**FRAGMENTO EXTRAÍDO:**
++++++++++
En 202 años de independencia, ninguna de las Constituciones que ha tenido la República ha sido resultado de un debate o deliberación de todos los ciudadanos; por el contrario, cada una fue impuesta por una minoría organizada, y dictada bajo el imperio de una ley marcial o de estados de excepción. Así ocurrió en 1829, 1891, 1925 y 1980.
Tampoco en dos siglos de vida republicana se ha efectuado una Asamblea Constituyente. El momento más cercano se registró en las revoluciones civiles de 1851 y 1859, cuando numerosas provincias se levantaron en armas motivadas principalmente por el excesivo centralismo de Santiago.
En las elecciones parlamentarias de 1858 los candidatos liberales triunfaron en Valparaíso, La Serena, Copiapó y Linares. El 2 de octubre de ese año, los opositores -aliados circunstancialmente con los conservadores- se reunieron en un banquete para escuchar los encendidos discursos de Gallo, Santa María y Diego Barros Arana en contra del gobierno de Manuel Montt. Se formaron clubes políticos en diversas provincias y se comenzó a editar el periódico La Asamblea Constituyente, cuyo nombre sintetizaba la principal reivindicación opositora.
Al iniciarse diciembre de ese año, los liberales convocaron al pueblo a la firma del acta que adhería al petitorio de Asamblea Constituyente, acto que fue reprimido violentamente. Fueron detenidas más de 150 personas, entre ellos Manuel Antonio Matta, Pedro León Gallo y Benjamín Vicuña Mackenna. Al llegar a la cárcel, interrogado por el motivo de su arresto, Vicuña Mackenna respondió: “Pues hombre, tenemos el mismo delito porque nos acusan de faltarle el respeto a esa vieja matrona que llaman la Constitución del Estado”.(1)
Siete años después, en 1867, Manuel Antonio Matta presentó en el Congreso, en nombre del Partido Radical, un proyecto de Asamblea Constituyente para reformar la Constitución de 1833, iniciativa que tampoco prosperó.
++++++++++
**MATERIAL PROPORCIONADO:**
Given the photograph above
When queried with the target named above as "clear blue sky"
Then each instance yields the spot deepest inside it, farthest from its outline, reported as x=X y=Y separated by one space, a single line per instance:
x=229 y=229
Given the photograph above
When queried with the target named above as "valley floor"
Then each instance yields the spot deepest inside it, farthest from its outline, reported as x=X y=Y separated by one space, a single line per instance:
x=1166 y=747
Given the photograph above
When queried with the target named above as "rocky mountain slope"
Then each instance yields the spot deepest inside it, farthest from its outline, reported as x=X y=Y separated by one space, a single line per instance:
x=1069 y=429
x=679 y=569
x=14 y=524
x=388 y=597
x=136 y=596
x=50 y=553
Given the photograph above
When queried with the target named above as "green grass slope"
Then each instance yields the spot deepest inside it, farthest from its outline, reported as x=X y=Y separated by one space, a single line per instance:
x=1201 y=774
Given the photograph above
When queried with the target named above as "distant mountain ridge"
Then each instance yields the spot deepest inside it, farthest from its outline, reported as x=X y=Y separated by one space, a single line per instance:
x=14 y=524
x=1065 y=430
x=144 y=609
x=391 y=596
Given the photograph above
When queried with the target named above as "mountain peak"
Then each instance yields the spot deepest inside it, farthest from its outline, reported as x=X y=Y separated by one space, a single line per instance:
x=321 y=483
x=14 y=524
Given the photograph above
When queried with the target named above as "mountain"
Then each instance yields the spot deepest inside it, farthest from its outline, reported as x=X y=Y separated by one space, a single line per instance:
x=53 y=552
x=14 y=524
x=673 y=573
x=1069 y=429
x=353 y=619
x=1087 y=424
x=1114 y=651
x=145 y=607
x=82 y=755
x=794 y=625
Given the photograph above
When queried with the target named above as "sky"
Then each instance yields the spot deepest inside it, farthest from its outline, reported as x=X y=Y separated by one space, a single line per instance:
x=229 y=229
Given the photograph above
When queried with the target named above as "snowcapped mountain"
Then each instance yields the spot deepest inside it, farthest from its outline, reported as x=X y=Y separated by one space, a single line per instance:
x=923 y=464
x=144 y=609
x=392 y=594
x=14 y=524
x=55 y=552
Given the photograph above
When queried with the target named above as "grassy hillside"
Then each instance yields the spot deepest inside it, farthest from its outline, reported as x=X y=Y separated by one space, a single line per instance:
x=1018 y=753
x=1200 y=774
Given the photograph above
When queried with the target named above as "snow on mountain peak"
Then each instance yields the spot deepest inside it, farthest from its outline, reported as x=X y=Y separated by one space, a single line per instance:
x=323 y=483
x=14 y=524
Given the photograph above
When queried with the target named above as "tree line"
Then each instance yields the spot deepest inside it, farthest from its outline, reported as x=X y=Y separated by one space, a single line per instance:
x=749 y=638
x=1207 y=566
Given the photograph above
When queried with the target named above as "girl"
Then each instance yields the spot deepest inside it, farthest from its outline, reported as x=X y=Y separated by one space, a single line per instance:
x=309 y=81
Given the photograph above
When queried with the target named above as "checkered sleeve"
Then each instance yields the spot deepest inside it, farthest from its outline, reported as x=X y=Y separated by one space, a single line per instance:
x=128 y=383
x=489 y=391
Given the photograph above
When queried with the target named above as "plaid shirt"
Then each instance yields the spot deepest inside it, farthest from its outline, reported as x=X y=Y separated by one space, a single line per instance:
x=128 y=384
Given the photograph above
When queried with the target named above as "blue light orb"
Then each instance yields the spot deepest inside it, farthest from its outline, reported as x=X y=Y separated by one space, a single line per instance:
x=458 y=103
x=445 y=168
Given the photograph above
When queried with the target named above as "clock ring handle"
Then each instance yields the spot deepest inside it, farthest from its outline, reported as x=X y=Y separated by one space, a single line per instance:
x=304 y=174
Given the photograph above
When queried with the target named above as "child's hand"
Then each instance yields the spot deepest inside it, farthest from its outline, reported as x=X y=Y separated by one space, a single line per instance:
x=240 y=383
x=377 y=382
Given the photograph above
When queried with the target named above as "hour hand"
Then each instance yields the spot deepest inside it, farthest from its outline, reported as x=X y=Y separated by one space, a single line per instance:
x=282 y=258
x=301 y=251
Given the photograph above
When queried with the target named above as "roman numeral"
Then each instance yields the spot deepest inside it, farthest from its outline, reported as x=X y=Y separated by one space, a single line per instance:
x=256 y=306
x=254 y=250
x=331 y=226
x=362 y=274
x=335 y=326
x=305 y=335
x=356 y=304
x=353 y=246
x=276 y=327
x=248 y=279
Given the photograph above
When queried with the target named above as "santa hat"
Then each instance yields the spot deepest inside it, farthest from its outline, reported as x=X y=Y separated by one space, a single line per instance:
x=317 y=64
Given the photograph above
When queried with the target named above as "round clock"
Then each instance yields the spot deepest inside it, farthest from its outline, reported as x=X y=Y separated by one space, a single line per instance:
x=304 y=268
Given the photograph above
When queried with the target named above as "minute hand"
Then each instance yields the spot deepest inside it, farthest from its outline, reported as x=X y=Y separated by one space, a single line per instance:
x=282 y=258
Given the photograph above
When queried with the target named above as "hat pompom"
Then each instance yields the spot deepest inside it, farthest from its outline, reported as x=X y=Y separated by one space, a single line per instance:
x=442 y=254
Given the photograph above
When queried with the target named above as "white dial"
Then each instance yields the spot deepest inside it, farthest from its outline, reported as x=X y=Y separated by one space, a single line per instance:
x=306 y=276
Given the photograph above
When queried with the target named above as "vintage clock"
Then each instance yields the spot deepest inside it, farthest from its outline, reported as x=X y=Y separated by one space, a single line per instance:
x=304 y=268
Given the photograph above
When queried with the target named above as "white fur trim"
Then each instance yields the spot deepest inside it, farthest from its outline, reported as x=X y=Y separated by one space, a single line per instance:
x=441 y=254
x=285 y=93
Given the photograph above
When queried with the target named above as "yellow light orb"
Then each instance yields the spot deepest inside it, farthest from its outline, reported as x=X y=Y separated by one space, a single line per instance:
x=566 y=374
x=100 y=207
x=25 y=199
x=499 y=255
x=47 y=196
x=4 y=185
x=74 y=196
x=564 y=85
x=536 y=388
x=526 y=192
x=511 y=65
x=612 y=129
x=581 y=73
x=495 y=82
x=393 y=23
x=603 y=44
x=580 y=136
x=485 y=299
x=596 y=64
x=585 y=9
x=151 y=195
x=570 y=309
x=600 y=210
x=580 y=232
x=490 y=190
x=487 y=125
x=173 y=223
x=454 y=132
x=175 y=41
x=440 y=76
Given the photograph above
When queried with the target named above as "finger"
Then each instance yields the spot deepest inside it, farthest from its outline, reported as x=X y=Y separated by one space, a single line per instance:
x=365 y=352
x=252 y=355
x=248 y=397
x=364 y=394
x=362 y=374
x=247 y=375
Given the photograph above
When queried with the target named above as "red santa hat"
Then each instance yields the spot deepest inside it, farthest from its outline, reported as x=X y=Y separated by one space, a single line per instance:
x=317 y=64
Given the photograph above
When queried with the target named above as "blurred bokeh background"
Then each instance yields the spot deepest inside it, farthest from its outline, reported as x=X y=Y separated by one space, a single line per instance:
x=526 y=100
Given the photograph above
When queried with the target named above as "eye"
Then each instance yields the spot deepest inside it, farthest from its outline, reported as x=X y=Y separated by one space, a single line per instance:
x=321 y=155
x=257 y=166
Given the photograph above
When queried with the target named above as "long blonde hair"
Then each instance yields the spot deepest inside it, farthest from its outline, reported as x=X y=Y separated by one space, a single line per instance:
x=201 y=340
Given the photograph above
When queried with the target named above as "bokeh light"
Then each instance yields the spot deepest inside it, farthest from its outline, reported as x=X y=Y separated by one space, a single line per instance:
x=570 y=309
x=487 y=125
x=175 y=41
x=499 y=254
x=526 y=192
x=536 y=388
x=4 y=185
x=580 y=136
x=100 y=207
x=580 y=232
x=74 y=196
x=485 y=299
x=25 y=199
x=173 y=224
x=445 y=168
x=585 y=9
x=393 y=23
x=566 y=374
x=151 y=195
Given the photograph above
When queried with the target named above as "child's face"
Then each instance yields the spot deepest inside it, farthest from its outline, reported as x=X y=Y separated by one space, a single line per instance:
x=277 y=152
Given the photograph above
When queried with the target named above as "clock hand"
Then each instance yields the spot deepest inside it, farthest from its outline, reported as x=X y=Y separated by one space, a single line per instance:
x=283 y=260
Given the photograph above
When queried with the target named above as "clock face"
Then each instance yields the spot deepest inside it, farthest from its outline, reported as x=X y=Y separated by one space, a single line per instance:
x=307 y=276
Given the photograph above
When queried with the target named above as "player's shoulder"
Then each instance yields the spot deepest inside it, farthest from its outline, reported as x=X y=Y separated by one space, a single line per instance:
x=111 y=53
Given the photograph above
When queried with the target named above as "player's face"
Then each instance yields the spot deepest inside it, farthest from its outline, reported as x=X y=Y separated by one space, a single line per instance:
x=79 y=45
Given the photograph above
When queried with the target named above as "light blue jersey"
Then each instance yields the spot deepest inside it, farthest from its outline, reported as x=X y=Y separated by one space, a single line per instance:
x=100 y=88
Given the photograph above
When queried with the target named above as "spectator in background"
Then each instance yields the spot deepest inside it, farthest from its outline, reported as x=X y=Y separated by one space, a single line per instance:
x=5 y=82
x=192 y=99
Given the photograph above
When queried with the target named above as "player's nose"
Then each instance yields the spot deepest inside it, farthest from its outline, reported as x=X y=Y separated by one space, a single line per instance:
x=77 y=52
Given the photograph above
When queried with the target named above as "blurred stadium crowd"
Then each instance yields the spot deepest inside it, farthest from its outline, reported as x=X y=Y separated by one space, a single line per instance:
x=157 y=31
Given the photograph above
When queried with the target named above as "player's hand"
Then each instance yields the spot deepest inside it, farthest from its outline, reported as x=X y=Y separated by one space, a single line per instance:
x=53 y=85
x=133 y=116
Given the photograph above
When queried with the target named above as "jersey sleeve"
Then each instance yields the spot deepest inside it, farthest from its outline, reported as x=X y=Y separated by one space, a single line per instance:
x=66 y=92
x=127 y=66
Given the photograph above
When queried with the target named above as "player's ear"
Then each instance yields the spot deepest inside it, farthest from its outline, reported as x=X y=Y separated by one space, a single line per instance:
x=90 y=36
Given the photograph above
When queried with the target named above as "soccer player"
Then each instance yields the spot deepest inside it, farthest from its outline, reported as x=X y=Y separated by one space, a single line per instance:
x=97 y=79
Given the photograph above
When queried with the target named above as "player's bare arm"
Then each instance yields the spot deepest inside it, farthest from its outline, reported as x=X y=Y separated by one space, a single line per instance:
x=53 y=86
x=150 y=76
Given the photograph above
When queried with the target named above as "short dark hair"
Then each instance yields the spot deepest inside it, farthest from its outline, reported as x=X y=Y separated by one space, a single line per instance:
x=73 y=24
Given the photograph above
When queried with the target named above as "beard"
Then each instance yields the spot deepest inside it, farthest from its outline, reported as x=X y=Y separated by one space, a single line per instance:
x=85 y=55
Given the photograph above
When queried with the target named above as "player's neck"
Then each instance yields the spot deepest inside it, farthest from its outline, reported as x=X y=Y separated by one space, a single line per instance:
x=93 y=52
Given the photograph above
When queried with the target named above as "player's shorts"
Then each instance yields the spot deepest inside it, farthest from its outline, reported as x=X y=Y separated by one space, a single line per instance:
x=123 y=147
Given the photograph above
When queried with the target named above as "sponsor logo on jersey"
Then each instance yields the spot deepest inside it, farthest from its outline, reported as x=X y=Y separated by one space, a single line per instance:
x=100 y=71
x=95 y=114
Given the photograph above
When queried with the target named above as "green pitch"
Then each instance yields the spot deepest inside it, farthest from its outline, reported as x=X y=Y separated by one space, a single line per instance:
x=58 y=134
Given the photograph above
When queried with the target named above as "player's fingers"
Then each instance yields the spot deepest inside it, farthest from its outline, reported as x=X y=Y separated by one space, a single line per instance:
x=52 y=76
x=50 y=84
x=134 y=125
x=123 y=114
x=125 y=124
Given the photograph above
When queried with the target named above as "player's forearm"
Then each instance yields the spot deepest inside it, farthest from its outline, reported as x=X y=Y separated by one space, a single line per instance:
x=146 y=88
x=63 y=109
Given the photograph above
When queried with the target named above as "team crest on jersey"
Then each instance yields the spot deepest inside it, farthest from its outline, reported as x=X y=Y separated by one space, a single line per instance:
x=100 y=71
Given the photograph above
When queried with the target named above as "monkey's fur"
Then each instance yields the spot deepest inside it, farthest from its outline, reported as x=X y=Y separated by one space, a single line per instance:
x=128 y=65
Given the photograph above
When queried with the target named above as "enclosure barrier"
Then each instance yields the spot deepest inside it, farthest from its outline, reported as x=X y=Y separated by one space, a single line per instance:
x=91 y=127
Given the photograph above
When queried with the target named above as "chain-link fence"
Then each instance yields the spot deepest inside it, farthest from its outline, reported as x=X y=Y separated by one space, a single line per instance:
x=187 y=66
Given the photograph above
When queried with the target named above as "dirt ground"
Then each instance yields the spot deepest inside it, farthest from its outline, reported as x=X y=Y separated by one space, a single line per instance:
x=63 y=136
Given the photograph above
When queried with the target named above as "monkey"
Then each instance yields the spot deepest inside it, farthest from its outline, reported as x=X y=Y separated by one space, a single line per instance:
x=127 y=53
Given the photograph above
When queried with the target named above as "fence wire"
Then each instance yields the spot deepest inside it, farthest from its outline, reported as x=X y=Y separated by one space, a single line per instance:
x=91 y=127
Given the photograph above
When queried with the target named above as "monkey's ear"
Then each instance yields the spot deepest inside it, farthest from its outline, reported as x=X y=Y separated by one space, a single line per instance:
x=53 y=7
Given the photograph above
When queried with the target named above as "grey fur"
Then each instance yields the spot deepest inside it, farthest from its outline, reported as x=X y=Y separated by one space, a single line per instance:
++++++++++
Reproduce sin ningún cambio el fragmento completo sobre las Constituciones y la Asamblea Constituyente. Los ítems no tienen relación alguna con el fragmento.

**RESPUESTA:**
En 202 años de independencia, ninguna de las Constituciones que ha tenido la República ha sido resultado de un debate o deliberación de todos los ciudadanos; por el contrario, cada una fue impuesta por una minoría organizada, y dictada bajo el imperio de una ley marcial o de estados de excepción. Así ocurrió en 1829, 1891, 1925 y 1980.
Tampoco en dos siglos de vida republicana se ha efectuado una Asamblea Constituyente. El momento más cercano se registró en las revoluciones civiles de 1851 y 1859, cuando numerosas provincias se levantaron en armas motivadas principalmente por el excesivo centralismo de Santiago.
En las elecciones parlamentarias de 1858 los candidatos liberales triunfaron en Valparaíso, La Serena, Copiapó y Linares. El 2 de octubre de ese año, los opositores -aliados circunstancialmente con los conservadores- se reunieron en un banquete para escuchar los encendidos discursos de Gallo, Santa María y Diego Barros Arana en contra del gobierno de Manuel Montt. Se formaron clubes políticos en diversas provincias y se comenzó a editar el periódico La Asamblea Constituyente, cuyo nombre sintetizaba la principal reivindicación opositora.
Al iniciarse diciembre de ese año, los liberales convocaron al pueblo a la firma del acta que adhería al petitorio de Asamblea Constituyente, acto que fue reprimido violentamente. Fueron detenidas más de 150 personas, entre ellos Manuel Antonio Matta, Pedro León Gallo y Benjamín Vicuña Mackenna. Al llegar a la cárcel, interrogado por el motivo de su arresto, Vicuña Mackenna respondió: “Pues hombre, tenemos el mismo delito porque nos acusan de faltarle el respeto a esa vieja matrona que llaman la Constitución del Estado”.(1)
Siete años después, en 1867, Manuel Antonio Matta presentó en el Congreso, en nombre del Partido Radical, un proyecto de Asamblea Constituyente para reformar la Constitución de 1833, iniciativa que tampoco prosperó.